_Source excerpt_:
▬▬▬▬▬▬▬▬▬▬

- Film poster
- Directed by: Tengiz Abuladze
- Written by: Nana Janelidze Tengiz Abuladze
- Starring: Avtandil Makharadze
- Cinematography: Mikhail Agranovich
- Edited by: Guliko Omadze
- Music by: Nana Dzanelidze
- Production company: Georgian Film Studio
- Distributed by: Cannon Film (US theatrical) RUSCICO [de; ru; uk] (DVD)
- Release date: 17 May 1987 (Cannes);
- Running time: 153 minutes
- Country: Soviet Union
- Languages: Georgian, Russian

= Repentance (1987 film) =

1984 film

Repentance (მონანიება, translit. Monanieba; Покаяние, Pokayanie) is a 1987 Soviet art film directed by Tengiz Abuladze. The film was produced in 1984, but it was banned from release in the Soviet Union for its semi-allegorical critique of Stalinism. It premiered at the 1987 Cannes Film Festival, winning the FIPRESCI Prize, Grand Prize of the Jury, and the Prize of the Ecumenical Jury. The film was selected as the Soviet entry for the Best Foreign Language Film at the 60th Academy Awards, but was not accepted as a nominee. In July 2021, the film was shown in the Cannes Classics section at the 2021 Cannes Film Festival.

▬▬▬▬▬▬▬▬▬▬

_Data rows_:
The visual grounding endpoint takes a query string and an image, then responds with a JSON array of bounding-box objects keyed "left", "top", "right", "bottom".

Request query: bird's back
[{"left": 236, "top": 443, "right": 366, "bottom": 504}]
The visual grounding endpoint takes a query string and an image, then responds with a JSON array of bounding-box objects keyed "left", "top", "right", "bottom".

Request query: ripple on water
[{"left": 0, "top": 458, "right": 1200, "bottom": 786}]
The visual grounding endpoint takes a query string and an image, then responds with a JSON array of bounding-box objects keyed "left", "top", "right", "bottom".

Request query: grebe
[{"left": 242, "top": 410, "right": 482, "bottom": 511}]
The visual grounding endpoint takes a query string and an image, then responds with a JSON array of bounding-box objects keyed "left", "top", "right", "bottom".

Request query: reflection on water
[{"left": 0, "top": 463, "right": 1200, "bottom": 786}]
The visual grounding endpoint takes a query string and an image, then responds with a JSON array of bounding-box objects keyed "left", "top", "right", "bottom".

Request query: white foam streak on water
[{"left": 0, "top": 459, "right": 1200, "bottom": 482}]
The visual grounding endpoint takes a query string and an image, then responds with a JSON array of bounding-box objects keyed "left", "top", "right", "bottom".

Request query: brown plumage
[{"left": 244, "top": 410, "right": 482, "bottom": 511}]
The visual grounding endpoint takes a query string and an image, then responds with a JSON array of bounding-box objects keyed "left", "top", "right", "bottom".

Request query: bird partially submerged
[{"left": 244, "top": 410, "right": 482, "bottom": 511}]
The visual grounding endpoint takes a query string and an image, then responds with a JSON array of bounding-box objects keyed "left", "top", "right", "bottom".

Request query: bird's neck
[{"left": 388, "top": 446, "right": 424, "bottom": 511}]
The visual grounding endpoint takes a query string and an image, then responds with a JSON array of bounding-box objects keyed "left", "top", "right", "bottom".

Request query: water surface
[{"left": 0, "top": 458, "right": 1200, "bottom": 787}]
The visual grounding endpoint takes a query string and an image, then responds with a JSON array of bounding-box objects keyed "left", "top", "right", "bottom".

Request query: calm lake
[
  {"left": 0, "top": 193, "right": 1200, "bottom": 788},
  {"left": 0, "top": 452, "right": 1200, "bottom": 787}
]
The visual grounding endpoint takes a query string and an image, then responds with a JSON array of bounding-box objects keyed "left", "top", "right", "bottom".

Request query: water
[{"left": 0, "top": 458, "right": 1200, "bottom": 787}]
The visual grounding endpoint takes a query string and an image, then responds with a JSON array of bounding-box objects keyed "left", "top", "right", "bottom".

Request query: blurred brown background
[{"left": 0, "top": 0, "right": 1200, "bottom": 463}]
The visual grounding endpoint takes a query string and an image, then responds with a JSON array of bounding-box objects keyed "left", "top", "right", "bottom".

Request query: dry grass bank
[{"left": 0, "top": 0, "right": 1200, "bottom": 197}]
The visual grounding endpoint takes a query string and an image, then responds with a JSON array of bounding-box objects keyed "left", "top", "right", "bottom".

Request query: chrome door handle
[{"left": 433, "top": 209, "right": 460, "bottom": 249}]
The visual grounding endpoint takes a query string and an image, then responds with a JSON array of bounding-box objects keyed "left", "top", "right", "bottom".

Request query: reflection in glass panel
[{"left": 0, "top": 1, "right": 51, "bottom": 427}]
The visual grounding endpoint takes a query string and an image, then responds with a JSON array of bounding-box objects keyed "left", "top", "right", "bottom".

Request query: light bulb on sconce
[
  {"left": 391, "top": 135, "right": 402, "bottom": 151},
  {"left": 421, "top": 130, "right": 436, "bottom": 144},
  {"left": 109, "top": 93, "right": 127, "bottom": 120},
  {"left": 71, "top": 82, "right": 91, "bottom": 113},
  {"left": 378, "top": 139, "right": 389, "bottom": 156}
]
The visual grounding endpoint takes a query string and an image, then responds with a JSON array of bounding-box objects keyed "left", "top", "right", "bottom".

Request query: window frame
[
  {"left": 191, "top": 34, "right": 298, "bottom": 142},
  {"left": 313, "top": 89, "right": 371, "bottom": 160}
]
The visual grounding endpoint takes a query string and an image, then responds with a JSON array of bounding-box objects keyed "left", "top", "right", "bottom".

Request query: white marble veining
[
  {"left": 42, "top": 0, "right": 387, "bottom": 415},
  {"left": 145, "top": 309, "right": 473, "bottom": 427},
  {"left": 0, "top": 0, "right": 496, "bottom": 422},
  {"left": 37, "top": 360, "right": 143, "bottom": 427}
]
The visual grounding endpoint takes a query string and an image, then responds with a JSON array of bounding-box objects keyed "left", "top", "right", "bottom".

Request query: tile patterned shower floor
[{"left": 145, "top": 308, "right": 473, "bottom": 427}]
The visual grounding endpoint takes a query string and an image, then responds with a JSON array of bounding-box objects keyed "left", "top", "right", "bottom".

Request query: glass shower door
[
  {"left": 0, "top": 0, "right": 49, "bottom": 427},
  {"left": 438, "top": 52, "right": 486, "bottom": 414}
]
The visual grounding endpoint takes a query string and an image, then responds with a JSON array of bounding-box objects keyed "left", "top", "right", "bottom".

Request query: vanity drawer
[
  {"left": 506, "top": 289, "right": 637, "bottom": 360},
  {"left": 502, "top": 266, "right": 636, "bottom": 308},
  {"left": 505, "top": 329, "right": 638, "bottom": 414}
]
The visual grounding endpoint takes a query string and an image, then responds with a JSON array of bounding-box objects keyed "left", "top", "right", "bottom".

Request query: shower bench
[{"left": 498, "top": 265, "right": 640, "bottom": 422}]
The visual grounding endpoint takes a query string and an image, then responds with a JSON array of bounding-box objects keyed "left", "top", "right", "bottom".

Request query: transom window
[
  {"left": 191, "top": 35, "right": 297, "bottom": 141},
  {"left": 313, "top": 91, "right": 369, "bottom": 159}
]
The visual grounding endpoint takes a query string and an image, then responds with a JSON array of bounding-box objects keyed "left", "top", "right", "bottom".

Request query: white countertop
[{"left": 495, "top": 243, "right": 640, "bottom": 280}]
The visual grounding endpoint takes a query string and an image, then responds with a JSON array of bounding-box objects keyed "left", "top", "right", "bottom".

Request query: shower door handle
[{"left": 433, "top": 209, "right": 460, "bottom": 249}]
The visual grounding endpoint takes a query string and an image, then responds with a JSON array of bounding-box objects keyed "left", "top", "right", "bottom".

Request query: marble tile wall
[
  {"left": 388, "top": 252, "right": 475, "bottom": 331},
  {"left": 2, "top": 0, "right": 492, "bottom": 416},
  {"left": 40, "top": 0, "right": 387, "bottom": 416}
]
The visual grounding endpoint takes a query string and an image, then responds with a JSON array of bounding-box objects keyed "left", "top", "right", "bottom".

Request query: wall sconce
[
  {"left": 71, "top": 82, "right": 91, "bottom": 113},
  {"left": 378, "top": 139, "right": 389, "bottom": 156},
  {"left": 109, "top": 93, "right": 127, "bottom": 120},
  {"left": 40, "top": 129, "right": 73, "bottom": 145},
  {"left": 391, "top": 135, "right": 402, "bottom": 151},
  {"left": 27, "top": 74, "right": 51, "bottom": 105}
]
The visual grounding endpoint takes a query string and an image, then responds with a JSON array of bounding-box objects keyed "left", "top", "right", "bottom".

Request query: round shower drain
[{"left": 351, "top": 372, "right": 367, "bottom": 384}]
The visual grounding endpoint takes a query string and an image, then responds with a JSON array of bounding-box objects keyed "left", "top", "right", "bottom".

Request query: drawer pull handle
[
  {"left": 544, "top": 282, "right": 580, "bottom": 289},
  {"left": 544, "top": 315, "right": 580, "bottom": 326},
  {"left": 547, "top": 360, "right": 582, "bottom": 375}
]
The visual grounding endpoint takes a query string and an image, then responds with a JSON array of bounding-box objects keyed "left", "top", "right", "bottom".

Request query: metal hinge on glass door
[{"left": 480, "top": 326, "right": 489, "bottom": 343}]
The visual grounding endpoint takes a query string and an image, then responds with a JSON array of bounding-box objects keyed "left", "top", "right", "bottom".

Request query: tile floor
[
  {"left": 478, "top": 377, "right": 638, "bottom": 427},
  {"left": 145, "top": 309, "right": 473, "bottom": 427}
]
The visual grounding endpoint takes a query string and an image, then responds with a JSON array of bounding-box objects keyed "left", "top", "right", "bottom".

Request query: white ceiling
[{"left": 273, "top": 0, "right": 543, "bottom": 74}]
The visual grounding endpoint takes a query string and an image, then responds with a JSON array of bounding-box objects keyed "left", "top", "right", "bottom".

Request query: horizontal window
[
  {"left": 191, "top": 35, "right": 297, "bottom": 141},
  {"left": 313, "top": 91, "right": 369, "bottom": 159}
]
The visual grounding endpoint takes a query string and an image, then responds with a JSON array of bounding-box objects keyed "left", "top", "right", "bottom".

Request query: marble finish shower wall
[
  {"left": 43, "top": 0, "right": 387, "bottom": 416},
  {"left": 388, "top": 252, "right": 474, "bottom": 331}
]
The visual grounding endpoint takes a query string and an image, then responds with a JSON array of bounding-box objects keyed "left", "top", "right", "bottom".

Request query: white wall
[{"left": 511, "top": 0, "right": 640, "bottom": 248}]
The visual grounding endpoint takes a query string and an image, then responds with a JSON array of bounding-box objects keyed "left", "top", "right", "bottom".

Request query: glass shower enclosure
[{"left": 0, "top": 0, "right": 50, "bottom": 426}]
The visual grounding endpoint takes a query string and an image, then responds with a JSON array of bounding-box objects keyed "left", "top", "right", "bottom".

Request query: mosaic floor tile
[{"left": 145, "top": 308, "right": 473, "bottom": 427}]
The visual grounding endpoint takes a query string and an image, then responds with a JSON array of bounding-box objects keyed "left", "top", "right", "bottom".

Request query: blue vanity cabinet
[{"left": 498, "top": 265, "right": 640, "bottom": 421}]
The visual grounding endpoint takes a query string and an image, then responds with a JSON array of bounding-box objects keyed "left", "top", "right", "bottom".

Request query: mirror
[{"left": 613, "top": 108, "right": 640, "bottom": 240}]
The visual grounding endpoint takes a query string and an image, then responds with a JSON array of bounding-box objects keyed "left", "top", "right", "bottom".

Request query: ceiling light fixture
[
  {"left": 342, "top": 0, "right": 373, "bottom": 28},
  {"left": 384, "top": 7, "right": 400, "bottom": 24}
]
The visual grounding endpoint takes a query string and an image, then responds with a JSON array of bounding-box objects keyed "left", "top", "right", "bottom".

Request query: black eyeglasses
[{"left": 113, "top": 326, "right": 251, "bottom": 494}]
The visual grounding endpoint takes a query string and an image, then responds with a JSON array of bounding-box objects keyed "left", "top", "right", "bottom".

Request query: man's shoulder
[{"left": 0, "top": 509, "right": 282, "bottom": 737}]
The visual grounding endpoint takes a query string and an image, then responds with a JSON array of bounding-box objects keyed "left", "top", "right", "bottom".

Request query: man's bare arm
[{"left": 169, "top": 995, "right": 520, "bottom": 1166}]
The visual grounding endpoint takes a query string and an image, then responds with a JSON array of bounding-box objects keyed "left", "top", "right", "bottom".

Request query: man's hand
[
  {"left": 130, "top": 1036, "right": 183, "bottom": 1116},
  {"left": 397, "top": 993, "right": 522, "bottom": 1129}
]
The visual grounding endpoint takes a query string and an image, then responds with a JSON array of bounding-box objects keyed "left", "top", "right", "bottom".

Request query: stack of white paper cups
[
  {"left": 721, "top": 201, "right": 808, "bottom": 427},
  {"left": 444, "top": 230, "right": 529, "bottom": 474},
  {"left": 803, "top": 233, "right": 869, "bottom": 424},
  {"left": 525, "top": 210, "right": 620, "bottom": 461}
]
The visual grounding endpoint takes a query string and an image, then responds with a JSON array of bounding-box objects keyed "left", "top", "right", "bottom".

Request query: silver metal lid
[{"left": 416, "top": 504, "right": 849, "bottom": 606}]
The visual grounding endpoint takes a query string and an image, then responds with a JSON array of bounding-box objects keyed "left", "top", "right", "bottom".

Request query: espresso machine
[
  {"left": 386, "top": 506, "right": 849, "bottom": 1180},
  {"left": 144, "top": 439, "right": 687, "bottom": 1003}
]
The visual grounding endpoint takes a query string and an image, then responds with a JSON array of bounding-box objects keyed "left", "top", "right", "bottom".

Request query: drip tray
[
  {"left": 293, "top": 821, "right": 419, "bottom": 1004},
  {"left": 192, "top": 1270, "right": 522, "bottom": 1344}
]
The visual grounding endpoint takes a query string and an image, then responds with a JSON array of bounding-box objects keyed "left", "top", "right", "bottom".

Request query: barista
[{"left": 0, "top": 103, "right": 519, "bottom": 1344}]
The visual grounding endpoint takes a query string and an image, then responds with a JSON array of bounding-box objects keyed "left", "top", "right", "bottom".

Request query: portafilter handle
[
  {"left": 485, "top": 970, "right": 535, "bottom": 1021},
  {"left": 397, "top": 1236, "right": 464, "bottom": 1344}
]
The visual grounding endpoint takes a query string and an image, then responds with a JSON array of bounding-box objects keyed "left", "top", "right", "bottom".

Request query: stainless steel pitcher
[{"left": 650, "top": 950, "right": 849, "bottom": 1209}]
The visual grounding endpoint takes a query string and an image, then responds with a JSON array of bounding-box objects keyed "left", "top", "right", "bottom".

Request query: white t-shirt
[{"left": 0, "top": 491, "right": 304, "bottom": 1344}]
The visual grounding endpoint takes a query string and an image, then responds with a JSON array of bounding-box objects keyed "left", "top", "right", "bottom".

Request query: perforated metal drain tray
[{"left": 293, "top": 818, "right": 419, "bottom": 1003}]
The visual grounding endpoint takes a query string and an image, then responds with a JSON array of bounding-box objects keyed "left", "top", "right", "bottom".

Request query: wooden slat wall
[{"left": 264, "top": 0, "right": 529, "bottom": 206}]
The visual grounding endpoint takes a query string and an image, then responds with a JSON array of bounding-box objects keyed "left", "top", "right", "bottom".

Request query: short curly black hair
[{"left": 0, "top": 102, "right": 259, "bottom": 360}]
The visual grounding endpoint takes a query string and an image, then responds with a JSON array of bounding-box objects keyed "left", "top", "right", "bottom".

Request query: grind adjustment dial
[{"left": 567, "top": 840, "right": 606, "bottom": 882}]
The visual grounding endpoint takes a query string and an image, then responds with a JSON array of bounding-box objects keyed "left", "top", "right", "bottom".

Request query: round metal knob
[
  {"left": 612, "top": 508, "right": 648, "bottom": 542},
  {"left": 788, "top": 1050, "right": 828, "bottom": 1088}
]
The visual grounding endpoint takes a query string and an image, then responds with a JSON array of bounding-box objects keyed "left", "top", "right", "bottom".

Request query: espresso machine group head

▬▬▬▬▬▬▬▬▬▬

_Set tasks_:
**1.** Using the film article, explain in one to three sentences why Repentance was banned from release in the Soviet Union.
**2.** Please go on with the film article about Repentance, picking up after its final sentence.
These rows were taken from a separate source and are not connected to the film article.

_Answers_:
**1.** Repentance was banned in the Soviet Union because of its semi-allegorical critique of Stalinism. Although it was produced in 1984, the ban kept it from release there.

**2.**
==Plot==
Repentance is set in a small Georgian town. The film starts with the scene of a woman preparing cakes. A man in a chair is reading from a newspaper that the town's mayor, Varlam Aravidze (Avtandil Makharadze) has died. One day after the funeral the corpse of the mayor turns up in the garden of his son's house. The corpse is reburied, only to reappear again in the garden. A woman, Ketevan Barateli (Zeinab Botsvadze), is eventually arrested and accused of digging up the corpse. She defends herself and states that Varlam does not deserve to be buried as he was responsible for a Stalin-like regime of terror responsible for the disappearance of her parents and her friends. She is put on trial and gives her testimony, with the story of Varlam's regime being told in flashbacks.

During the trial, Varlam's son Abel (Avtandil Makharadze) denies any wrongdoings by his father and his lawyer tries to get Ketevan declared insane. Varlam's grandson Tornike (Merab Ninidze) is shocked by the revelations about the crimes of his grandfather. He ultimately commits suicide. Abel himself then throws Varlam's corpse off a cliff on the outskirts of the town.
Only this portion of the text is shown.